== TO BE DONE ==
Find the line that contains "Expected: a marker on each instance of the cardboard". Then set down that line and all the lines after it, to the end of the records, exactly and with nothing added.

------ RECORDS TO USE

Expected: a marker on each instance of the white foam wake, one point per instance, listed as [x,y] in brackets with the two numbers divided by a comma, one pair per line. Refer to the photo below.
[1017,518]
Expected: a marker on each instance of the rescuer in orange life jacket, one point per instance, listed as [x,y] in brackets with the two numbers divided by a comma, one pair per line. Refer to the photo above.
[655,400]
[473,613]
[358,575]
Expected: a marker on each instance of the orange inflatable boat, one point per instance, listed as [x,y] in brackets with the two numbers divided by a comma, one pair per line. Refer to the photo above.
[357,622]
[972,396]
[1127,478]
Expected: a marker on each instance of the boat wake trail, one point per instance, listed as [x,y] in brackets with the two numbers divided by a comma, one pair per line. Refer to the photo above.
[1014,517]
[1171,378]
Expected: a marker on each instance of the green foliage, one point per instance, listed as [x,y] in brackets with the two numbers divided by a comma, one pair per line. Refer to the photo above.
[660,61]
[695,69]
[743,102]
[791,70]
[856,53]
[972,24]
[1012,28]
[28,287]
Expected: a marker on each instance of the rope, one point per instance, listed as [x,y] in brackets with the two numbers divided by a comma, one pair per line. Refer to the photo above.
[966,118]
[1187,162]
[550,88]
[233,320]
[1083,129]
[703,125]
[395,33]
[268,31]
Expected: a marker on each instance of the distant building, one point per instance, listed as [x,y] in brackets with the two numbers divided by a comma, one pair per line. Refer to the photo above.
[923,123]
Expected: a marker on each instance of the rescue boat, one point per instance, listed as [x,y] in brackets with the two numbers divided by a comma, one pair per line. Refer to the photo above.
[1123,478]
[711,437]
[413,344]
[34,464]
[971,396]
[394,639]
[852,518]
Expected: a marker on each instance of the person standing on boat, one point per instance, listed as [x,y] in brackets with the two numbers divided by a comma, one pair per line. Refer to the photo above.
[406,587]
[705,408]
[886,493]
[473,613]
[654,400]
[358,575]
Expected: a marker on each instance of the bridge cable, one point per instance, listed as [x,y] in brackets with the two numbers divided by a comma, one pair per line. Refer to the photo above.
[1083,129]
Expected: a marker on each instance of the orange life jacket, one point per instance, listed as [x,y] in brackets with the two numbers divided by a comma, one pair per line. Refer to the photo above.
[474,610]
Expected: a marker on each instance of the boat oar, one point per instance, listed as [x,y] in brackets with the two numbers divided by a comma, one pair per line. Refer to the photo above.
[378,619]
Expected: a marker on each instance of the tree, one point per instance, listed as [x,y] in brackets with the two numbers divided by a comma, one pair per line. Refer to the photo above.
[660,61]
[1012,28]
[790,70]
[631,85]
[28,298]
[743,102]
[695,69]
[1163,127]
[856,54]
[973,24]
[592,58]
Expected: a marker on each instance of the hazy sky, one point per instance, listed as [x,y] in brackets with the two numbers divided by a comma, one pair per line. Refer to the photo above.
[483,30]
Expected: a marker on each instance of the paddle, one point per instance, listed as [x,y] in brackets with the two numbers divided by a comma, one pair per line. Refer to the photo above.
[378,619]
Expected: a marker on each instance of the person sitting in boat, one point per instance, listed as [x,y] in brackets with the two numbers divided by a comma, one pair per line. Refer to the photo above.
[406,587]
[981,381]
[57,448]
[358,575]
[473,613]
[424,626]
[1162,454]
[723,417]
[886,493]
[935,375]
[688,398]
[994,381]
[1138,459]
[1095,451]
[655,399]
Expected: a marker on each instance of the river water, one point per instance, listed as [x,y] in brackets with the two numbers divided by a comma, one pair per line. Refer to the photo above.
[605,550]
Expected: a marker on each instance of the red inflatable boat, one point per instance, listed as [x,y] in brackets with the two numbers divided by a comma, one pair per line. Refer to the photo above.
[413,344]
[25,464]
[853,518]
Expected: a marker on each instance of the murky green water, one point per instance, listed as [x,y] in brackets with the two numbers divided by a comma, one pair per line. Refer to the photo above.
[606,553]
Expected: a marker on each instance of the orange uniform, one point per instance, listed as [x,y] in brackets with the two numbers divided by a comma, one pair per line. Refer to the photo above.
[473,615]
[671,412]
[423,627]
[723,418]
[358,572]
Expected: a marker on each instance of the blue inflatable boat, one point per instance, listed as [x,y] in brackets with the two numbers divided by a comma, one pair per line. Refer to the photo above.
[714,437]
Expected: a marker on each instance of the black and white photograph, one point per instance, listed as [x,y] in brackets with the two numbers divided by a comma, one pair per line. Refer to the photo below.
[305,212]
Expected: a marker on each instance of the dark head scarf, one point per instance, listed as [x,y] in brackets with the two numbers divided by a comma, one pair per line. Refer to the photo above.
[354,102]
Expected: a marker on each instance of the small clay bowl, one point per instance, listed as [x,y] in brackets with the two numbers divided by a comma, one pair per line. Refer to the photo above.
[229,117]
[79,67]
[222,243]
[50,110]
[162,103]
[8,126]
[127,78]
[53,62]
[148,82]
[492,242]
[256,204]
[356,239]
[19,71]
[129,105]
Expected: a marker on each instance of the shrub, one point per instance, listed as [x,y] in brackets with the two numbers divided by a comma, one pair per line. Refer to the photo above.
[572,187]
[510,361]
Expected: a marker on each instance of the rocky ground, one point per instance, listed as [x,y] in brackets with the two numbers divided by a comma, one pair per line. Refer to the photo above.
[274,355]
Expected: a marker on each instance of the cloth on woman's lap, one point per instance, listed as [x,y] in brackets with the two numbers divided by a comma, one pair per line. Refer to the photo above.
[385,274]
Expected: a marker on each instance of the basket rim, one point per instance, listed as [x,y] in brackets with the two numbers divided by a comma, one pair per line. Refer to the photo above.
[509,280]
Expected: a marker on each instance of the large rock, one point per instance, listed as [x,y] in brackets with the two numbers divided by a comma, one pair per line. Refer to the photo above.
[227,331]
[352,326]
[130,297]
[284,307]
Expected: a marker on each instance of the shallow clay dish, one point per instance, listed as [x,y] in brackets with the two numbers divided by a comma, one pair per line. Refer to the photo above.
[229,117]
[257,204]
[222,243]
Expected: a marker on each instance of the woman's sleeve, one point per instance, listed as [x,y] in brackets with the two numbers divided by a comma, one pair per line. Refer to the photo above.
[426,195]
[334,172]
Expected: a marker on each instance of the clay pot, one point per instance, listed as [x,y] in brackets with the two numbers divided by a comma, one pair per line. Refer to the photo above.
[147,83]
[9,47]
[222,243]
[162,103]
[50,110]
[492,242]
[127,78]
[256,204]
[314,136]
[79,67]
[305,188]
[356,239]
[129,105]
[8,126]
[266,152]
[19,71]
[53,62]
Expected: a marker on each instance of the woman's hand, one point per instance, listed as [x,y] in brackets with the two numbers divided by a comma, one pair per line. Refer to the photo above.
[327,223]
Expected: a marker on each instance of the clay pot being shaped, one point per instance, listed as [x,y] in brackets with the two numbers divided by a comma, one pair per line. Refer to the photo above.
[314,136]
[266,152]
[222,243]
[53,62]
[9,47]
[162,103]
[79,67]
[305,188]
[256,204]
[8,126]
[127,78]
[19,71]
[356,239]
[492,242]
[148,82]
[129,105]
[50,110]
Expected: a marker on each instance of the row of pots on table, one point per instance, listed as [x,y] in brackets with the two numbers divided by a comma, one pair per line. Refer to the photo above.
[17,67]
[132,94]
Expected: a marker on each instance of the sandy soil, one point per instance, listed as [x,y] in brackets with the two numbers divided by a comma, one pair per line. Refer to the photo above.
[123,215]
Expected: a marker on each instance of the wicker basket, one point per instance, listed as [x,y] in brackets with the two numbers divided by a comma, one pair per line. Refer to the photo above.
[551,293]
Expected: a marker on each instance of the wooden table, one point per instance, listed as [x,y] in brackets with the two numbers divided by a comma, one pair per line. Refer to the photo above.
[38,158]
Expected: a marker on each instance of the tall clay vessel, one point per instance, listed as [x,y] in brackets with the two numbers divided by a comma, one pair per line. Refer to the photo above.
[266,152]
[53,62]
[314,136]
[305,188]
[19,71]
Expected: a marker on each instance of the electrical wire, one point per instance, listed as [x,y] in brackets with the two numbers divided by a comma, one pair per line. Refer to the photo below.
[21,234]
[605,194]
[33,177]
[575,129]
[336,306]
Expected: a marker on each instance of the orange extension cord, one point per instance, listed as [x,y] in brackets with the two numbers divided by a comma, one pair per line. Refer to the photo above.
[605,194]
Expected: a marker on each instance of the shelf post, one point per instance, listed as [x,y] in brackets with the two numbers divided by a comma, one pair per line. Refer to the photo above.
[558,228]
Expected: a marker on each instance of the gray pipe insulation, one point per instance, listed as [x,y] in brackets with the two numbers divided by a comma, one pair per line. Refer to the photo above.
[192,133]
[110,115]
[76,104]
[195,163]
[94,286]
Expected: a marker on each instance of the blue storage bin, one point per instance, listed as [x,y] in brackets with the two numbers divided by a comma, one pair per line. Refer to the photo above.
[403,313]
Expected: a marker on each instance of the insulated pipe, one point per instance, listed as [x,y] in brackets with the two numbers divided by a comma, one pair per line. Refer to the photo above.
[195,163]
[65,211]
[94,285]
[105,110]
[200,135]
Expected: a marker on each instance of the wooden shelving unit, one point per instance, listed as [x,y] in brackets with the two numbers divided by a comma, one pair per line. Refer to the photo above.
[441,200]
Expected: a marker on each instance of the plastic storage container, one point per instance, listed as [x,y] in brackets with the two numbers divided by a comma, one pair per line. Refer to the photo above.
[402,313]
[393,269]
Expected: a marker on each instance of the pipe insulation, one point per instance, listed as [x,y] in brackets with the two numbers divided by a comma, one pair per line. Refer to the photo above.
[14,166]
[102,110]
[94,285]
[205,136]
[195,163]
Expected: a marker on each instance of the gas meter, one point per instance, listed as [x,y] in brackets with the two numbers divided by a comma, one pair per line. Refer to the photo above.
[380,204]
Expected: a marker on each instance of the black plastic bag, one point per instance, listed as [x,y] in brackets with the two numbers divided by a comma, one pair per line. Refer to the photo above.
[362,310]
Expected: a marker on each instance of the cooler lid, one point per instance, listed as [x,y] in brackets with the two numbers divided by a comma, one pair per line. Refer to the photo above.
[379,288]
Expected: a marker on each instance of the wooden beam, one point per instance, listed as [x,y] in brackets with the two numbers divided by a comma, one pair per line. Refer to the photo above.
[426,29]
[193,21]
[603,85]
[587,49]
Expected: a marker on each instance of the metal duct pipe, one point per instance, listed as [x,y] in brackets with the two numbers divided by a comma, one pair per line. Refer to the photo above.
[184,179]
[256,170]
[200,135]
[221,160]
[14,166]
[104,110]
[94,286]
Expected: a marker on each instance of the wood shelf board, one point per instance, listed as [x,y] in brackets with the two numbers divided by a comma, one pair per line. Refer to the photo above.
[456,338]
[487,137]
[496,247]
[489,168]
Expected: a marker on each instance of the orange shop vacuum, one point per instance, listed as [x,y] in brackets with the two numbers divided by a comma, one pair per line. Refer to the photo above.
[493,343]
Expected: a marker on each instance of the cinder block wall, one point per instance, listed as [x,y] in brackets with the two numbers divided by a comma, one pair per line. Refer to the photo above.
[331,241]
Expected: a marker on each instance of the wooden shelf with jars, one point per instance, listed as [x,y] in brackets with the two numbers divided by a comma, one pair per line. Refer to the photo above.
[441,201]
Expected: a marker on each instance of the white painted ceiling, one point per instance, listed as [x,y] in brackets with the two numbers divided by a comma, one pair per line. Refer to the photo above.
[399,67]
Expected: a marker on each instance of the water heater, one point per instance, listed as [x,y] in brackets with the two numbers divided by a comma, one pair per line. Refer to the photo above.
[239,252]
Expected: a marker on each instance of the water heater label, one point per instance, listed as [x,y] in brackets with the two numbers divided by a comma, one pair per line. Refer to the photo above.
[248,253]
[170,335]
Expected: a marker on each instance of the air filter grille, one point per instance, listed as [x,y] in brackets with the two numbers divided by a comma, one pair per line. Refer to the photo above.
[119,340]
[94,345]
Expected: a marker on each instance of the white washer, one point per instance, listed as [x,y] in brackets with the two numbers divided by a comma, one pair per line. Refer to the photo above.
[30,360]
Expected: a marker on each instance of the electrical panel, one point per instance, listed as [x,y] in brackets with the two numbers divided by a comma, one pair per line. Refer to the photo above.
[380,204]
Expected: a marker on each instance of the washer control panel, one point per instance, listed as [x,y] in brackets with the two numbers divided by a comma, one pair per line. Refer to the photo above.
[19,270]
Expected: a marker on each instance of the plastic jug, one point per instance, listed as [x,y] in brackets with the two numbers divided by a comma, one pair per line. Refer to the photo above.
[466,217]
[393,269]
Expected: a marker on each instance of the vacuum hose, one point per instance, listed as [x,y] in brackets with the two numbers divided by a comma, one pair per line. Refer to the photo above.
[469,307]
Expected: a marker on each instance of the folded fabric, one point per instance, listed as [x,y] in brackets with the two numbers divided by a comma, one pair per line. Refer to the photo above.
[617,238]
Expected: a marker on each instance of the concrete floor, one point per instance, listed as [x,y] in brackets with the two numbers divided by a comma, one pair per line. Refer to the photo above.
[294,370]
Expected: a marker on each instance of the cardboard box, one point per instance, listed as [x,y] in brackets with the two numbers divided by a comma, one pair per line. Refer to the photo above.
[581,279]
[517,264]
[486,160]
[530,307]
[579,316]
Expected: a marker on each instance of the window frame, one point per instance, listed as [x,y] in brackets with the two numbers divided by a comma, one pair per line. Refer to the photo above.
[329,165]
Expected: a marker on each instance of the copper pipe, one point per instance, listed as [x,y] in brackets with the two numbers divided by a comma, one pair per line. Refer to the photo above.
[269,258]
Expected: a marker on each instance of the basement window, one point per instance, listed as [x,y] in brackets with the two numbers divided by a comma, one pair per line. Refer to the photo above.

------------

== WRITTEN REPLY ==
Expected: a marker on each instance of the cardboard box, one point per instance, listed as [x,y] in brackets with the two numbers divided by a comma, one pair per line. Refer to the photo above.
[581,279]
[517,264]
[486,160]
[530,307]
[579,316]
Expected: a marker on each instance of the window frame, one point per instance, listed as [x,y] in brackets with the two numbers divided by a comma, one pair per line. Refer to the photo above.
[329,165]
Expected: a marker on each instance of the copper pipe, one point per instance, listed as [x,y] in brackets with the two numbers divided by a comma, one pair per line. Refer to the photo above.
[269,258]
Expected: a marker on each instance of the basement window, one point per instance, listed as [x,y] in brackets with the two numbers divided by a comma, one pair per line. Refer to the photo above.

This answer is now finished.